┌──
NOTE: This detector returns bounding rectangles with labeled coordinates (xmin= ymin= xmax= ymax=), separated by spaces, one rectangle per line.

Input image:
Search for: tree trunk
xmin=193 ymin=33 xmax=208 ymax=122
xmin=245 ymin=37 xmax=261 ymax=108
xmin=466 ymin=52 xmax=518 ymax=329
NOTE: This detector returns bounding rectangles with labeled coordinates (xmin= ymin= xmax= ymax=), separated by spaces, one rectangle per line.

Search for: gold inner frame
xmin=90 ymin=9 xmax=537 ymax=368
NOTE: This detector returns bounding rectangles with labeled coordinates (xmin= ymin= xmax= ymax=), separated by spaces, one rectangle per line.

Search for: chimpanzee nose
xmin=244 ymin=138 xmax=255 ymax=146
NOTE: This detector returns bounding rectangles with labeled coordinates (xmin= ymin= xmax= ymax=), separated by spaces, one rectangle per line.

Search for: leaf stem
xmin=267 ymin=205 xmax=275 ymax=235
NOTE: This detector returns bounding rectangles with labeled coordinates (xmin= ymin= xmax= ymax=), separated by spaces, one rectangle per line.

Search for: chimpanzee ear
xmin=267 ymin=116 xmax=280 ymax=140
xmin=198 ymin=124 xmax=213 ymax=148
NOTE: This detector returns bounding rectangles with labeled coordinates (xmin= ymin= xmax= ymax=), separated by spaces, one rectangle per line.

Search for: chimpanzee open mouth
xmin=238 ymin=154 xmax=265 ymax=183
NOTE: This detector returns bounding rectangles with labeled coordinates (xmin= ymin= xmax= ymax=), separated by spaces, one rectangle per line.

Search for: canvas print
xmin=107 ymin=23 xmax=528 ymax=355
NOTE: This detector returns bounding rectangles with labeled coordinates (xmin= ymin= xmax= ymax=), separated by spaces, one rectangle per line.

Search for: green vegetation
└──
» About this task
Transcribe each entry above exactly as it reads.

» Written answer
NOTE: This detector returns bounding rectangles with labeled coordinates (xmin= ymin= xmax= ymax=), separated by spaces, one rectangle per line.

Input image:
Search for: tree trunk
xmin=193 ymin=33 xmax=208 ymax=122
xmin=245 ymin=37 xmax=261 ymax=108
xmin=466 ymin=52 xmax=518 ymax=329
NOTE: This detector returns bounding rectangles with labeled coordinates (xmin= ymin= xmax= ymax=), separated by spaces, one rectangle per line.

Search for: gold inner frame
xmin=90 ymin=9 xmax=537 ymax=368
NOTE: This detector returns bounding rectangles with labeled coordinates (xmin= ymin= xmax= ymax=), separated by spaces, one rectangle per line.

Search for: chimpanzee nose
xmin=244 ymin=138 xmax=255 ymax=146
NOTE: This detector returns bounding rectangles with labeled coordinates (xmin= ymin= xmax= ymax=), separated by spaces, one rectangle per line.

Search for: leaf stem
xmin=267 ymin=205 xmax=275 ymax=235
NOTE: This detector returns bounding rectangles with labeled coordinates (xmin= ymin= xmax= ymax=), separated by spaces, one rectangle per line.

Search for: chimpanzee ear
xmin=267 ymin=116 xmax=280 ymax=140
xmin=198 ymin=124 xmax=213 ymax=148
NOTE: This detector returns bounding rectangles with labeled coordinates (xmin= ymin= xmax= ymax=), separated by spaces, one rectangle per line.

Search for: chimpanzee open mouth
xmin=238 ymin=154 xmax=265 ymax=183
NOTE: This detector returns bounding rectangles with labeled coordinates (xmin= ymin= xmax= ymax=), separated by spaces, one rectangle per line.

Search for: canvas print
xmin=107 ymin=23 xmax=528 ymax=355
NOTE: This detector returns bounding rectangles with labeled coordinates (xmin= ymin= xmax= ymax=), separated by spaces, one rectangle per line.

Search for: green vegetation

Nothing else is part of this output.